[Some records]
────────────────
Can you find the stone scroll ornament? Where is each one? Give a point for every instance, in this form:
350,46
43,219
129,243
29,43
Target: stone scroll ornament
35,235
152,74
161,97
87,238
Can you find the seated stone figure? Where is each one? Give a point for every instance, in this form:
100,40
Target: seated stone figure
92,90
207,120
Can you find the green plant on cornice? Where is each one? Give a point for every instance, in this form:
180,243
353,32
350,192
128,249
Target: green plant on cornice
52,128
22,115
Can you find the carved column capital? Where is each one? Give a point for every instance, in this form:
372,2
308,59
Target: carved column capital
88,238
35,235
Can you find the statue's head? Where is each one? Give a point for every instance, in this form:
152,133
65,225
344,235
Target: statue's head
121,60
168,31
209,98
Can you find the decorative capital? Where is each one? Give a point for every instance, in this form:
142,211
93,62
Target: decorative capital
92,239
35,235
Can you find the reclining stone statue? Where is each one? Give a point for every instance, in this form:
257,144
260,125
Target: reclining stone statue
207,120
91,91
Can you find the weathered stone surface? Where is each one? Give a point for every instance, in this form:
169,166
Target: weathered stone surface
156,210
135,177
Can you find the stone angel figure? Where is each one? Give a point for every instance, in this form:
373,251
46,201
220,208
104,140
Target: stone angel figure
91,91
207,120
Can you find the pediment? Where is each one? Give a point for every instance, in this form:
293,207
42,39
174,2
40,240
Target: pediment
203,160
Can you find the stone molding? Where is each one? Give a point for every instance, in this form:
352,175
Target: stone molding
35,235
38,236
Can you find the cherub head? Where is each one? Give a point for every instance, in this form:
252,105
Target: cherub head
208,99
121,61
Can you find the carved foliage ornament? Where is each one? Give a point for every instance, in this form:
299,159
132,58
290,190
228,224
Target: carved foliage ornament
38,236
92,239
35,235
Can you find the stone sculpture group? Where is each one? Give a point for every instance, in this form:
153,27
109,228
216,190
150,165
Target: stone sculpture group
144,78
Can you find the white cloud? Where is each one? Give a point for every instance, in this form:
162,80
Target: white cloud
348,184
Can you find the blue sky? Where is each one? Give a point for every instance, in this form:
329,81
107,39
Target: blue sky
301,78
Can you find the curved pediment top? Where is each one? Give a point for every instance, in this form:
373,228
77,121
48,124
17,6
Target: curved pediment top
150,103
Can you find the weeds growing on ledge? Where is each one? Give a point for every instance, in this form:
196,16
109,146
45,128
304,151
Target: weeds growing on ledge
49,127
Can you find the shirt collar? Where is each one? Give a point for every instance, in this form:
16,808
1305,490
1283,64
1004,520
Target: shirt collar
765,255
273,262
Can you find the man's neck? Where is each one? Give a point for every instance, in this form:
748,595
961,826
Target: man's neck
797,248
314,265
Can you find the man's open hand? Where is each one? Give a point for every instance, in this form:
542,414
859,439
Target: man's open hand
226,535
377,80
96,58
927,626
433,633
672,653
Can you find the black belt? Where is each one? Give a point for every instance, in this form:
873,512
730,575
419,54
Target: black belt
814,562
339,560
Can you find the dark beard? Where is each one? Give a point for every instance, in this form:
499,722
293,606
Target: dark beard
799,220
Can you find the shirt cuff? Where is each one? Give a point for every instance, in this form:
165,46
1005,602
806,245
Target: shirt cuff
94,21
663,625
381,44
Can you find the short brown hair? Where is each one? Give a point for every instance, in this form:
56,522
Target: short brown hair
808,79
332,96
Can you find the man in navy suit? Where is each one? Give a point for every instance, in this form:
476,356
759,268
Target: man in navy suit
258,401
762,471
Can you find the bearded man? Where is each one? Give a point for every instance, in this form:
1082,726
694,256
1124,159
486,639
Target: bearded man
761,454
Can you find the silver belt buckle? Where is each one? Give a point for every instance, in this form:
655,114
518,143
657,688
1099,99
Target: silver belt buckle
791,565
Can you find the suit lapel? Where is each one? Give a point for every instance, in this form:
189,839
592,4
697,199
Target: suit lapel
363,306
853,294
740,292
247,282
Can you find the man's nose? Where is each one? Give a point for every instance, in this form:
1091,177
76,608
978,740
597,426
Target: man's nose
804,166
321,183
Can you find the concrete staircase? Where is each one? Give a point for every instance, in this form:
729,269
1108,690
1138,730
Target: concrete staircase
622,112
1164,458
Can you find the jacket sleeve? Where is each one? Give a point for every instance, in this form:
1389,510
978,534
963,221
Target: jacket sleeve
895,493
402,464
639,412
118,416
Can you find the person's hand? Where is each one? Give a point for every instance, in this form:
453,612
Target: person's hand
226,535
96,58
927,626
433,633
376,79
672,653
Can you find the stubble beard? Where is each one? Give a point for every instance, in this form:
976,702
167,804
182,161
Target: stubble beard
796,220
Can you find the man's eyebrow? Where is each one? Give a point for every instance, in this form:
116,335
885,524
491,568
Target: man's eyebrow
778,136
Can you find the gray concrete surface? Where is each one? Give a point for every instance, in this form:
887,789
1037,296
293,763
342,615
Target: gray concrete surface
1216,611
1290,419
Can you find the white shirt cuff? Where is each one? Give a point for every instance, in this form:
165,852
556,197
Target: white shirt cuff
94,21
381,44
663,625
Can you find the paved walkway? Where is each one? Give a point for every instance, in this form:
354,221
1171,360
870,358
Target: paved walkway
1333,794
────────────────
What is needed: Beginning at the line where "Can you find the silver" appears, extract each line through the end of the data above; keep them exact and include nothing else.

Task response:
Can you find the silver belt buckle? Where is each one? Give a point for every instance, in this form:
655,114
518,143
657,688
1099,99
Target: silver belt buckle
791,565
Can you find the suit lapel? Where is each one? Give a point for every instance, in this form:
189,839
592,4
697,199
Target: suit lapel
363,306
853,294
740,292
247,282
Can you find the man's nose? Where is each one? Give a point for every instance, in this form:
1091,177
76,608
978,740
597,426
Target: man's nose
804,166
321,183
Can you find the concrete staircase? Where is each one? Give a point for every instance, in this form:
729,269
1108,690
1138,730
Target: concrete staircase
622,112
1164,458
Can you find the jacket sleeve? Where is each one? Give a point for every instance, in this form:
1389,510
978,534
963,221
Target: jacket sleeve
895,493
402,464
639,412
118,416
Can you find the person's hand? Where is each one? Give a point for every instance, in this form:
453,612
Target: person's hand
226,535
96,58
927,626
433,633
376,79
672,653
Can you find the stubble beard? Where is each one? Give a point for every instance, in this form:
976,702
167,804
182,161
Target: stubble beard
796,220
Can you find the man's eyebrow? Where is each one? Give a point for every instance, in this form:
116,335
885,524
491,568
Target: man's eyebrow
778,136
Can you find the gray concrete surface? Where is each one? Give a point for every instance, in this form:
887,789
1037,296
293,763
342,615
Target: gray concrete surface
1216,611
1290,419
Can you find the white shirt cuff? Where is each one? Give a point for every instance, in this form:
165,852
556,197
Target: white shirt cuff
94,21
381,44
663,625
Can you find the paved walkway? Where is each one? Give a point for every instance, in this form:
354,221
1171,360
870,358
Target: paved walkway
1333,794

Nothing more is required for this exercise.